--- START Provided entries ---
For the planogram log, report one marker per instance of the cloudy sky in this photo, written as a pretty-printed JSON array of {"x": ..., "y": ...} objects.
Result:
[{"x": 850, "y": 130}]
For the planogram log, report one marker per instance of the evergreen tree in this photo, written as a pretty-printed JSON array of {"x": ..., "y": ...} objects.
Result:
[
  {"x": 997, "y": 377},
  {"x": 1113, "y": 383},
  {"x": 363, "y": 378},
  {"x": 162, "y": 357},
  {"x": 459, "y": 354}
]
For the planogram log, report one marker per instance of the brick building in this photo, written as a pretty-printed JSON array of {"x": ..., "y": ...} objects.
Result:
--- END Provided entries ---
» What is being asked:
Reproduce verbatim every line of the records above, beginning with the line that contains "of the evergreen" and continuing through the end of the records, with both ends included.

» Full output:
For the planogram log, report one marker per instance of the evergreen tree in this photo, written as a pretty-printed JSON array of {"x": ..., "y": ...} objects.
Result:
[
  {"x": 997, "y": 377},
  {"x": 1113, "y": 383},
  {"x": 363, "y": 378},
  {"x": 162, "y": 357},
  {"x": 459, "y": 354}
]
For the planogram log, report one marker per instance of the brick building in this photo, written as a pretty-printed JSON array of {"x": ..., "y": ...} objects.
Result:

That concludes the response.